* [Goal of the exercise]: Skip the images and restate every line of the records exactly.

* [The data]:
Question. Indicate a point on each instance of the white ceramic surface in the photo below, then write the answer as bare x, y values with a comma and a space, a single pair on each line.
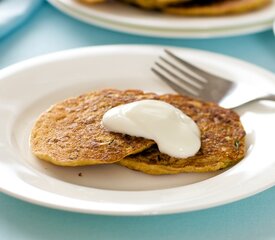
29, 88
124, 18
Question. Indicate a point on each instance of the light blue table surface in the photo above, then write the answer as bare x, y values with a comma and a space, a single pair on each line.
252, 218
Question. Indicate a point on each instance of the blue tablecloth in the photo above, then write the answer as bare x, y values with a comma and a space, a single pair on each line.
252, 218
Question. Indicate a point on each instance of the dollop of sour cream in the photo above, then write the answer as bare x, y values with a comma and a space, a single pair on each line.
175, 133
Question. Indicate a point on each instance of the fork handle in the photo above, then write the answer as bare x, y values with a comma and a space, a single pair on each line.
269, 97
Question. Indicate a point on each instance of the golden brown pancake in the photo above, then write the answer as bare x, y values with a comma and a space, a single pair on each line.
70, 133
222, 141
215, 8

* [Answer space]:
Question. Indicate a point on each instance of the white ceramic surface in the photo below, then write the answer as bare x, y values with a comma and a space, a single pair on each line.
29, 88
124, 18
Question. Indicate a point on each instance of the light blue table surface in the photo above, then write the answer as bare x, y values with a comma and a space, a single pair on each line.
252, 218
Question. Indicate a point on each instance of the blue tablecloth in the photo above, then write the answer as bare x, y values with a comma and a space, a single pair on each line.
252, 218
Question. Indicate a point on each instance of the dollop of sour cream in the photo above, then write the answer as bare x, y values with a comma and a space, a single pair on each line.
175, 133
Question. Indicate a point on each instance of the fork handle in the photo above, then write the answer as bare x, y values with a comma and a space, a single pair on each line.
269, 97
Question. Indicate a point on each instance of the golden brown pancake in the photo above, then write the answer as bare x, y values with a comma and a space, a single pair on each line.
70, 133
222, 141
215, 8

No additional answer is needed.